- [TEXT]:
DSPy::Context.with_span(operation: 'custom.retrieval', 'retrieval.source' => 'pinecone') do |span|
results = pinecone_client.query(embedding)
span&.set_attribute('retrieval.count', results.size) if span
results
end
Pass semantic attributes as keyword arguments alongside operation:. The block receives an OpenTelemetry span object (or nil when observability is disabled). The span automatically nests under the current parent span and records duration.ms, langfuse.observation.startTime, and langfuse.observation.endTime.
Assign a Langfuse observation type to custom spans:
DSPy::Context.with_span(
operation: 'evaluate.batch',
**DSPy::ObservationType::Evaluator.langfuse_attributes,
'batch.size' => examples.length
) do |span|
run_evaluation(examples)
end
Scores reported inside a with_span block automatically inherit the current trace context.
Module Stack Metadata
When DSPy::Module#forward runs, the context layer maintains a module stack. Every event includes:
{
module_path: [
{ id: "root_uuid", class: "DeepSearch", label: nil },
{ id: "planner_uuid", class: "DSPy::Predict", label: "planner" }
],
module_root: { id: "root_uuid", class: "DeepSearch", label: nil },
module_leaf: { id: "planner_uuid", class: "DSPy::Predict", label: "planner" },
module_scope: {
ancestry_token: "root_uuid>planner_uuid",
depth: 2
}
}
| Key | Meaning |
|---|---|
module_path |
Ordered array of {id, class, label} entries from root to leaf |
module_root |
The outermost module in the current call chain |
module_leaf |
The innermost (currently executing) module |
module_scope.ancestry_token |
Stable string of joined UUIDs representing the nesting path |
module_scope.depth |
Integer depth of the current module in the stack |
Labels are set via module_scope_label= on a module instance or derived automatically from named predictors. Use this metadata to power Langfuse filters, scoped metrics, or custom event routing.
Dedicated Export Worker
The DSPy::Observability::AsyncSpanProcessor (from dspy-o11y) keeps telemetry export off the hot path:
- Runs on a
Concurrent::SingleThreadExecutor-- LLM workflows never compete with OTLP networking. - Buffers finished spans in a
Thread::Queue(max size configurable viaDSPY_TELEMETRY_QUEUE_SIZE). - Drains spans in batches of
DSPY_TELEMETRY_BATCH_SIZE(default 100). When the queue reaches batch size, an immediate async export fires. - A background timer thread triggers periodic export every
DSPY_TELEMETRY_EXPORT_INTERVALseconds (default 60). - Applies exponential backoff (
0.1 * 2^attemptseconds) on export failures, up toDEFAULT_MAX_RETRIES(3). - On shutdown, flushes all remaining spans within
DSPY_TELEMETRY_SHUTDOWN_TIMEOUTseconds, then terminates the executor. - Drops the oldest span when the queue is full, logging
'observability.span_dropped'.

- [Items in a dataset]:

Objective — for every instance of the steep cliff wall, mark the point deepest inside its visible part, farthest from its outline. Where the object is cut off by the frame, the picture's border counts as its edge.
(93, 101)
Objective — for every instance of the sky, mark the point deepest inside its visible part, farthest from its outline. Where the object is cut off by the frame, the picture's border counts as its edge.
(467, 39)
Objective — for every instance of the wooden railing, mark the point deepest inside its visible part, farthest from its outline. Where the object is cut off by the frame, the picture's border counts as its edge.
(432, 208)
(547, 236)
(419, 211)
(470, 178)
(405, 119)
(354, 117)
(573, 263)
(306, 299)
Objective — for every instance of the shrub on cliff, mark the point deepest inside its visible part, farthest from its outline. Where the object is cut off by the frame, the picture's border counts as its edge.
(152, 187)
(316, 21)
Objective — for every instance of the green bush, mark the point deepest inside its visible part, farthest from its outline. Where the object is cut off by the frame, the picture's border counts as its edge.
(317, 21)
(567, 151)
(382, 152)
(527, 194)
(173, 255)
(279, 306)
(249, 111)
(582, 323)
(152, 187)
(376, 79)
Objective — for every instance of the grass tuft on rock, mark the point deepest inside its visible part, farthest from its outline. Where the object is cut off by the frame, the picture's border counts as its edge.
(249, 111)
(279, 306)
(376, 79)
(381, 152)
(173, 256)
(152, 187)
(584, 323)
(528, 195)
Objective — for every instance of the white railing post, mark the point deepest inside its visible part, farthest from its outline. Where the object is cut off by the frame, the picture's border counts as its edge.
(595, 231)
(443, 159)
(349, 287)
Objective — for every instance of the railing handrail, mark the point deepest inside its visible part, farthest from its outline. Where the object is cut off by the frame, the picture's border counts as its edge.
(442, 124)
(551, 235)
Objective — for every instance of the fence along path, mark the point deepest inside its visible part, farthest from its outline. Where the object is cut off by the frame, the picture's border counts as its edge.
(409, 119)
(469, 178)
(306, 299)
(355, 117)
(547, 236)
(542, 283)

- [TASK REQUIREMENTS]:
1. Quote the DSPy observability text starting with "span&.set_attribute('retrieval.count', results.size) if" and going on through "current trace context.".
2. Continue the DSPy observability text from the point where it stops.

- [RESPONSES TO THE TASKS]:
1.
span&.set_attribute('retrieval.count', results.size) if span
results
end
Pass semantic attributes as keyword arguments alongside operation:. The block receives an OpenTelemetry span object (or nil when observability is disabled). The span automatically nests under the current parent span and records duration.ms, langfuse.observation.startTime, and langfuse.observation.endTime.
Assign a Langfuse observation type to custom spans:
DSPy::Context.with_span(
operation: 'evaluate.batch',
**DSPy::ObservationType::Evaluator.langfuse_attributes,
'batch.size' => examples.length
) do |span|
run_evaluation(examples)
end
Scores reported inside a with_span block automatically inherit the current trace context.

2.
No application code interacts with the processor directly. Configure it entirely through environment variables.
Built-in Events Reference
| Event Name | Emitted By | Key Attributes |
|---|---|---|
lm.tokens |
DSPy::LM |
gen_ai.system, gen_ai.request.model, input_tokens, output_tokens, total_tokens |
chain_of_thought.reasoning_complete |
DSPy::ChainOfThought |
dspy.signature, cot.reasoning_steps, cot.reasoning_length, cot.has_reasoning |
react.iteration_complete |
DSPy::ReAct |
iteration, thought, action, observation |
codeact.iteration_complete |
dspy-code_act gem |
iteration, code_executed, execution_result |
optimization.trial_complete |
Teleprompters (MIPROv2) | trial_number, score |
score.create |
DSPy.score |
score_name, score_value, score_data_type, trace_id |
span.start |
DSPy::Context.with_span |
trace_id, span_id, parent_span_id, operation |
Best Practices
- Use dot-separated string names for events. Follow OpenTelemetry
gen_ai.*conventions for LLM attributes. - Always call
unsubscribe(orunsubscribe_module_eventsfor scoped subscriptions) when a tracker is no longer needed to prevent memory leaks. - Call
DSPy.events.clear_listenersin test teardown to avoid cross-contamination. - Wrap risky listener logic in a rescue block. The event system isolates listener failures, but explicit rescue prevents silent swallowing of domain errors.
- Prefer module-scoped
subscribefor agent internals. Reserve globalDSPy.events.subscribefor infrastructure-level concerns.